* _ASSIGNED TASK_: Please copy everything in the passage on GFCI use from "OSHA is not" down to "equipment grounding conductor.", replacing "refrigerators" with "freezers".

OSHA is not allowing the use of a GFCI alone to protect employees using cord and plug connected equipment when such equipment is required to be grounded. Paragraph 1910.304(f)(5)(v)(a) through (c), describes the types of cord and plug connected equipment, such as refrigerators and microwave ovens, that is required to be grounded with an equipment grounding conductor.

Question #2: The company contacted a member of the National Electrical Code (NEC) Committee and they were told, that according to the 1999 code, it was acceptable to use a GFCI instead of a grounding wire. Is this interpretation correct and would it be considered compliant to meet this NEC provision in lieu of §1910.304(f)(5)(v)?

Reply: The company interpretation is incorrect. The equipment grounding requirements for cord and plug connected equipment, contained in Section 250-114 of the 1999 NEC, does not provide an exception that permits the use of a GFCI in lieu of equipment grounding. The GFCI provisions, contained in Section 210-7(d), pertain to the requirements for receptacle replacement and not to the grounding of equipment. (2)

The use of a GFCI-type receptacle or GFCI-type circuit breaker in lieu of an equipment grounding conductor run to the receptacle outlet is permitted by the 1999 NEC, Section 210-7, on branch circuits. However, all of the listed conditions must be met to meet this code exception. Section 210-7(d)(3) contains additional marking and wiring requirements that must be met when GFCI-type receptacle(s) or circuit breaker(s) are used when a grounding means is not available. Strict compliance with these NEC requirements would constitute a de minimis violation of OSHA electrical standard §1910.304(a)(3) as the GFCI-type receptacles would provide additional personnel protection and would not be used in lieu of equipment grounding.

For example, if a GFCI-type receptacle is used, it must be visibly marked "No Equipment Ground," and equipment required to be grounded may not be used in the ungrounded, GFCI-type receptacle. However, many appliances (i.e., lamps; toasters; televisions; double insulated appliances) and tools (i.e., double insulated tools; tools supplied with a low voltage isolating transformer) are not required to be grounded and they may be used in an ungrounded, GFCI-type receptacle. The GFCI feature of these GFCI-type receptacles provides additional electrocution protection in the event of misuse (i.e., a floor buffing machine is powered by a 3-prong plug from a properly marked and wired ungrounded, GFCI-type receptacle).

* _RECORDS_:
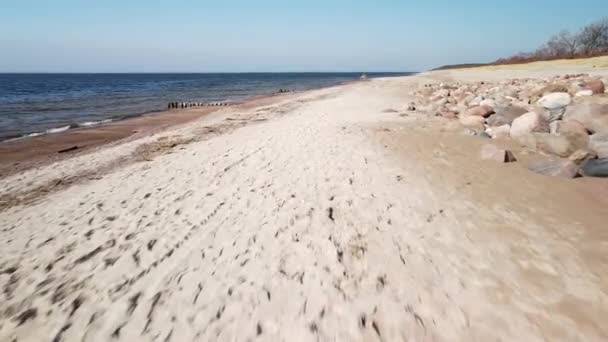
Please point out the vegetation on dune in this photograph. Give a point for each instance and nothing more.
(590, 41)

...

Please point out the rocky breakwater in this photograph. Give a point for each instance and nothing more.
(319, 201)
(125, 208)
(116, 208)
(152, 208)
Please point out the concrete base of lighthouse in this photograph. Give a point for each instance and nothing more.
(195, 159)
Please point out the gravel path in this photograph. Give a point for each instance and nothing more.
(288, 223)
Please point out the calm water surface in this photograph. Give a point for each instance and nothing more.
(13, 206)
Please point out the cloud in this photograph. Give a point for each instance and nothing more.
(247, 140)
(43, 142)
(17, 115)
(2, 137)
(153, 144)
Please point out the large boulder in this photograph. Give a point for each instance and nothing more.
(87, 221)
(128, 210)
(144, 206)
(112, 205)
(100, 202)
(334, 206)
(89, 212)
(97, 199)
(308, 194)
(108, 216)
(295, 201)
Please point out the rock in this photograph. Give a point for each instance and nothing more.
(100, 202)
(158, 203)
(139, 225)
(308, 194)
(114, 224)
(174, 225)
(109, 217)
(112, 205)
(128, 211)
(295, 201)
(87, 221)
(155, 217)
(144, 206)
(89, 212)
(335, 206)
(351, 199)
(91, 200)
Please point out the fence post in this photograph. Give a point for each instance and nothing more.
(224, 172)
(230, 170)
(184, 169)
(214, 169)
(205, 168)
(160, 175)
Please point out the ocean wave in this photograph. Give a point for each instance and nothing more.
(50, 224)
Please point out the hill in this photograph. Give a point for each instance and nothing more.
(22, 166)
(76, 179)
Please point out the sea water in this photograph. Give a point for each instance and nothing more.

* _COMPLETED EXERCISE_:
OSHA is not allowing the use of a GFCI alone to protect employees using cord and plug connected equipment when such equipment is required to be grounded. Paragraph 1910.304(f)(5)(v)(a) through (c), describes the types of cord and plug connected equipment, such as freezers and microwave ovens, that is required to be grounded with an equipment grounding conductor.